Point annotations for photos
>> BEGIN

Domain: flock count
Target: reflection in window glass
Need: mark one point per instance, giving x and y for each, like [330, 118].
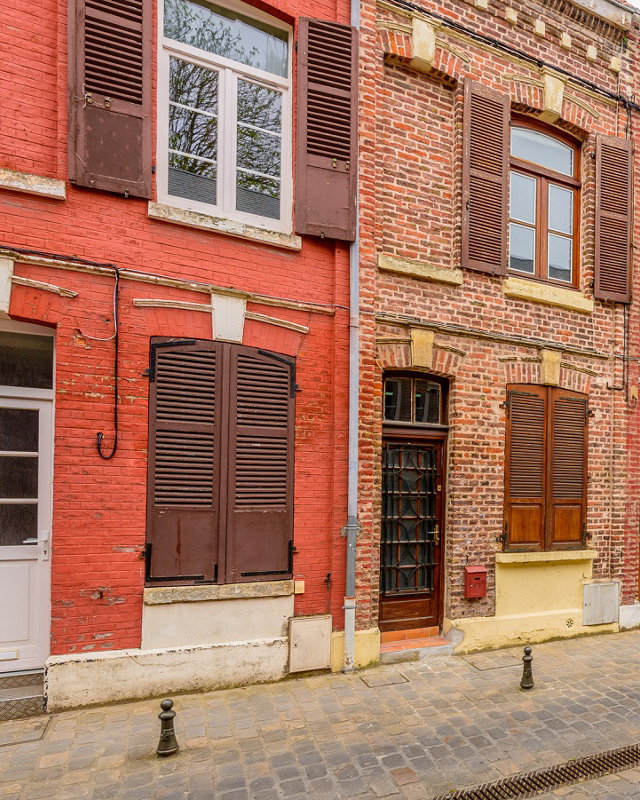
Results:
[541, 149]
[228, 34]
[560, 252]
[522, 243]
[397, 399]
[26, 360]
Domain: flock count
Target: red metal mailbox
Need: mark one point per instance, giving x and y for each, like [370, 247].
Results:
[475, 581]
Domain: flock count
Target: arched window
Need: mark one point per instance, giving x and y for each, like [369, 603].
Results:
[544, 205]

>> END

GIVEN REQUEST
Lay out every line of the entries above as a Markdown table with the columns "Row" and "Line", numbering each row and skipping blank lines. Leave the pictures out.

CORRECT OUTPUT
| Row | Line |
|---|---|
| 1 | Domain: flock count |
| 2 | Target: reflection in window glass |
| 3 | Need: mark one point per instance, giving x and y for each, like [330, 118]. |
| 4 | Results: |
| 5 | [541, 149] |
| 6 | [228, 34] |
| 7 | [560, 252] |
| 8 | [522, 243] |
| 9 | [397, 399] |
| 10 | [26, 360] |
| 11 | Domain: flock count |
| 12 | Target: red metal mailbox |
| 13 | Need: mark one point per instance, giving x and y for each, like [370, 247]. |
| 14 | Results: |
| 15 | [475, 581] |
| 16 | Domain: flock count |
| 17 | Target: arched window |
| 18 | Need: mark one point per instance, giving x and y for each, like [369, 603]. |
| 19 | Results: |
| 20 | [544, 205] |